Challenge
Extract every line of the listing below verbatim, and leave the pictures out of your answer.

Record excerpts
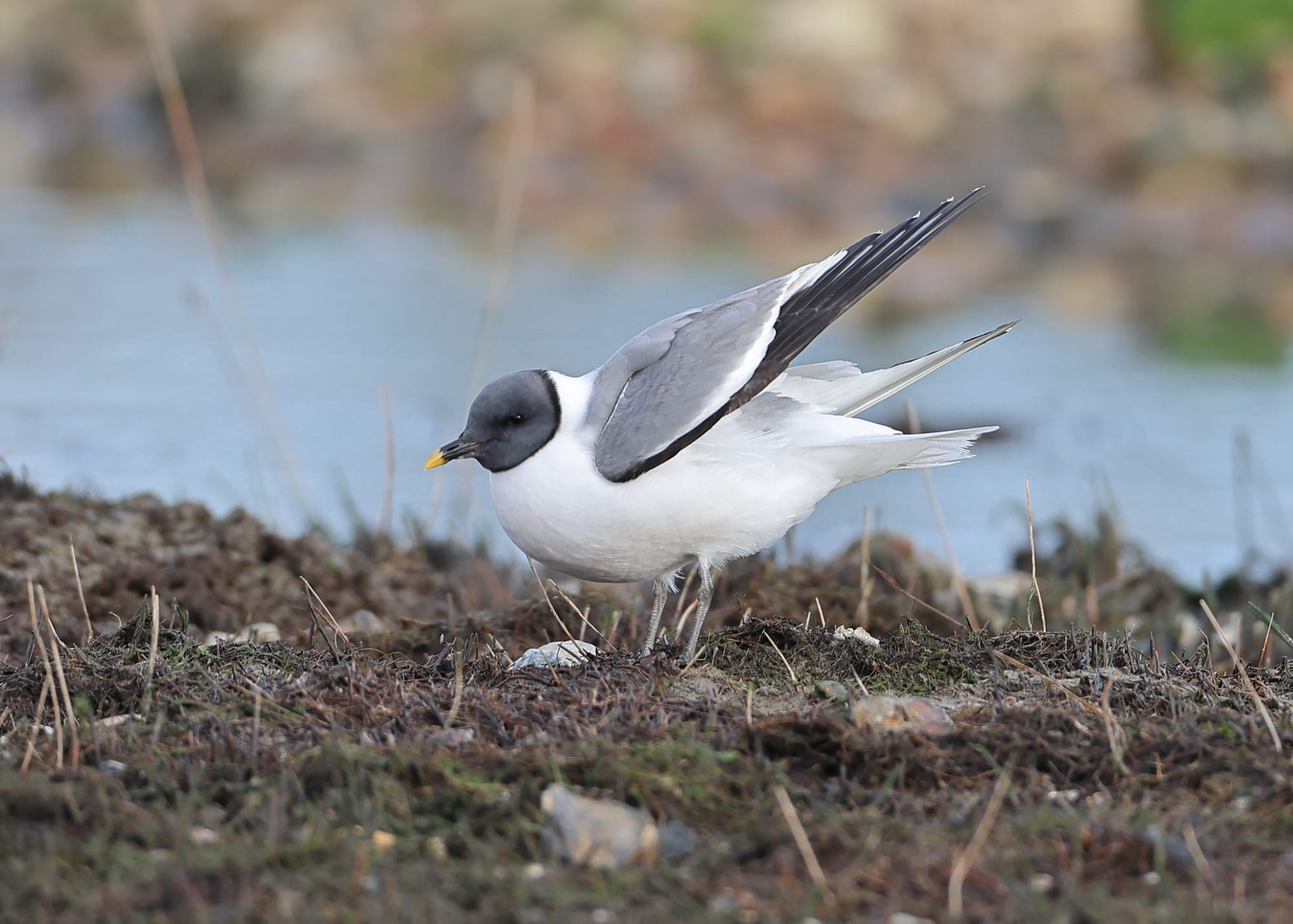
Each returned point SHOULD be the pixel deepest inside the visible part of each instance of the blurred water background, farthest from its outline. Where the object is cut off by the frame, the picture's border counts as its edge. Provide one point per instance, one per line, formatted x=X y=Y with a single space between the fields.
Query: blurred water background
x=664 y=155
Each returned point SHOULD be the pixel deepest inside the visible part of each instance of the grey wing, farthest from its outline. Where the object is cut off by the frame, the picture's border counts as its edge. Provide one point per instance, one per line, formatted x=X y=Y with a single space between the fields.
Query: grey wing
x=676 y=376
x=668 y=386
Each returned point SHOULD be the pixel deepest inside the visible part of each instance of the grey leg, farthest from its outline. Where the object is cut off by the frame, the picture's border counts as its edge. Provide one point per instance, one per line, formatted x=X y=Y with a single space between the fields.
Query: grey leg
x=703 y=607
x=656 y=612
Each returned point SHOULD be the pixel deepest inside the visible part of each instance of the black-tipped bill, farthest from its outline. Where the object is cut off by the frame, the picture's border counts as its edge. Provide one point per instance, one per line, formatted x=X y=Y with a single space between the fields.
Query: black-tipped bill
x=449 y=452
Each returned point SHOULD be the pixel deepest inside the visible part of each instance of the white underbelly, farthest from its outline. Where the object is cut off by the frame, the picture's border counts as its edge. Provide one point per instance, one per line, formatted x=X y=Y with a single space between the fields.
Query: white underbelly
x=559 y=510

Correct result
Each returned point SHOULD be the pixel deepest inside the visible part of each instance of the blurred water background, farthest from its outline. Where the object is cut off by the frame, the picture's border counts as its edge. Provide one point per instance, one per line, formatted x=X y=Y with a single space between the fields.
Query: blurred water background
x=664 y=155
Each returned point SHOULD be the pixel deepest inside the visible part of each instance of the grey wing, farthest from its outline. Where the object is cut off by the frame, the picture's border counts as its edge. Provide one point per instance, one per line, formatted x=X y=Y with a single space between the fields.
Query: grey wing
x=676 y=376
x=668 y=386
Each returned point SHOULD be the pixel deepest inside the visible part of each instance of the grey leg, farthest from its outline. Where the object is cut off by the frame, the picture's border counts as its edge. Provide one point per instance, one per line, formatted x=X y=Y with a single space between the fields.
Query: grey leg
x=703 y=607
x=656 y=612
Each returned point SHOULD be the pixel deepest inside the visible part of each instance of the black-tipped bill, farthest from its outline. Where the object is cut off by the frame, the picture's border counts as its edge. Provide one point per instance, one per line, formatted x=X y=Y with a single space between the fields.
Query: black-tipped bill
x=449 y=452
Each returned point SHOULD be the pixel deepest inside the visible part of each instance of the white underbelly, farthest from its outline. Where the object is cut off by the frame, the picture's border counts as its edge. Provide one point per instance, one per line, formatted x=X y=Y with a single space between the fields.
Query: white underbelly
x=559 y=510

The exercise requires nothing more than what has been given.